▶ [Tasks to perform]
**1)** Repeat the passage on private equity fundraising word for word, between "Recent megafund returns" and "real organizational value.", inclusive.
**2)** Go on with the passage about private equity fundraising, starting right after its final sentence.

The majority of fundraising allocations now flow through re-ups to successor funds raised by managers with established LP relationships. New manager relationships are being initiated only where there is a genuinely compelling and differentiated case. The capital concentration trends that defined 2025 have carried into 2026 with little sign of abating. Through the middle of April, the 10 largest funds accounted for $60.2 billion—61.1% of total capital raised.
What makes this dynamic particularly worth examining is the paradox at its center: Capital is consolidating around the largest managers at precisely the moment their performance least justifies it.
Recent megafund returns have been ordinary by historical standards, and middle-market funds have demonstrated a consistent ability to outperform their larger counterparts over time—yet LP inflows continue to favor scale over performance.
As IRR dispersion between top- and bottom-quartile outcomes has tightened, breadth of platforms, co-investment access, and institutional comfort of a known relationship have become compelling differentiators in their own right—particularly in an environment where allocators are stretched thin, and the path of least resistance carries real organizational value.

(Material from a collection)

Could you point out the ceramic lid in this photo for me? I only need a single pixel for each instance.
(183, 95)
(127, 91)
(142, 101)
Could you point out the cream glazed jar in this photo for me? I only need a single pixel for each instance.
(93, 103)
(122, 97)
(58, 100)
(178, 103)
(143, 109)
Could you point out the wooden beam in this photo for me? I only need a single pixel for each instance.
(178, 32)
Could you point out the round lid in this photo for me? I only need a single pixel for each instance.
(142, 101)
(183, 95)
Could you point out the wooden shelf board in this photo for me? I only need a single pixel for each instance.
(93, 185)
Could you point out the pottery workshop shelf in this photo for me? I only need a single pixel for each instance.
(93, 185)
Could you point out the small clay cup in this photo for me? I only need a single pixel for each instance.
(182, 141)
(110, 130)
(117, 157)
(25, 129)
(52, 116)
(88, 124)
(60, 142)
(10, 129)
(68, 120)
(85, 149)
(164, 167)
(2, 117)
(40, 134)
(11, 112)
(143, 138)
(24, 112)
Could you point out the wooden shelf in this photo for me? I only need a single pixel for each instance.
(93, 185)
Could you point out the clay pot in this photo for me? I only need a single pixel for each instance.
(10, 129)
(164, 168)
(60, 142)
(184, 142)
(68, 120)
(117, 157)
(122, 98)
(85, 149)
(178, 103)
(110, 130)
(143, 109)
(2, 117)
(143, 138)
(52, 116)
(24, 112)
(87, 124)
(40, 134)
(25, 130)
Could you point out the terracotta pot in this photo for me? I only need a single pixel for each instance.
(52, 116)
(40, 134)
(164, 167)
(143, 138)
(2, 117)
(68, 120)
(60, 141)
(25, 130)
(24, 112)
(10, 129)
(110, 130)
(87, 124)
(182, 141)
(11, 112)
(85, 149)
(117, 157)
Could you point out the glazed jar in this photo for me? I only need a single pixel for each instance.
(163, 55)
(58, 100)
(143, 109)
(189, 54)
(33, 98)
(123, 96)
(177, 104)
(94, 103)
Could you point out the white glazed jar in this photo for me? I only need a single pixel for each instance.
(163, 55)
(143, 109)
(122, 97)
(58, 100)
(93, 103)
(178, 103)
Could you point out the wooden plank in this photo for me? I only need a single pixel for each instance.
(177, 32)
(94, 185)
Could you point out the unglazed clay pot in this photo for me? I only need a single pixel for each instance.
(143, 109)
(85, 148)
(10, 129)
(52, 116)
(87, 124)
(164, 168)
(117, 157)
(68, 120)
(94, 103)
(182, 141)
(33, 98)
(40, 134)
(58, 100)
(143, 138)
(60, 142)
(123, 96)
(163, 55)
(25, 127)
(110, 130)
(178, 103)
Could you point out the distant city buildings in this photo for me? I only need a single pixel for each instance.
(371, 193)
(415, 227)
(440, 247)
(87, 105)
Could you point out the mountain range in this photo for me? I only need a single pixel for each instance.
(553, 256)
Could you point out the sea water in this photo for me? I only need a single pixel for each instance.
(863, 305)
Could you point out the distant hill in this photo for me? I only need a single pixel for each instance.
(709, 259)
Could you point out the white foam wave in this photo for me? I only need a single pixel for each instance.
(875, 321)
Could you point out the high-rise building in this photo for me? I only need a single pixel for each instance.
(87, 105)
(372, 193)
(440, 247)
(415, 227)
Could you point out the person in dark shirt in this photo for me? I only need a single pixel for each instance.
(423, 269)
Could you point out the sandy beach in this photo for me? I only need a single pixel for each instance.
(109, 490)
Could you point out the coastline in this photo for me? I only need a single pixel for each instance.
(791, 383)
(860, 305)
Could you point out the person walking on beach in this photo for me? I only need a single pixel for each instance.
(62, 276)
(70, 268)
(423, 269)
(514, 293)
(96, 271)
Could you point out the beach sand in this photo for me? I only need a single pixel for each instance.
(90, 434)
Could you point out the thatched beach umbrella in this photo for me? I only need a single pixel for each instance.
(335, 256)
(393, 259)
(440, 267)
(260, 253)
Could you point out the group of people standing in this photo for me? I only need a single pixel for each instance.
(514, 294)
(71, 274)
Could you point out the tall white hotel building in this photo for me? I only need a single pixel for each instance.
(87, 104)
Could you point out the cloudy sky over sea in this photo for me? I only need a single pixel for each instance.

▶ [Answers provided]
**1)**
Recent megafund returns have been ordinary by historical standards, and middle-market funds have demonstrated a consistent ability to outperform their larger counterparts over time—yet LP inflows continue to favor scale over performance.
As IRR dispersion between top- and bottom-quartile outcomes has tightened, breadth of platforms, co-investment access, and institutional comfort of a known relationship have become compelling differentiators in their own right—particularly in an environment where allocators are stretched thin, and the path of least resistance carries real organizational value.

**2)**
The performance gap between top- and bottom-decile middle-market managers has historically hovered around 13 percentage points, nearly double the approximately seven-percentage-point spread seen among megafunds. In a more forgiving fundraising climate, performance might be the deciding factor. In this one, reliability and convenience are doing a lot of the work.
The primary catalyst for a sustained fundraising recovery remains what it has always been: a meaningful and durable acceleration in exit activity. That condition has yet to materialize. Renewed macroeconomic uncertainty has once again weighed on the realization pipeline, pushing recovery further out and keeping LP deployment capacity constrained. When exits do normalize, the relief will be real—but it will not be evenly distributed, and it will not turn back the clock.
For additional analysis of the new normal for US PE, download our analyst note: US Private Equity’s New Fundraising Reality.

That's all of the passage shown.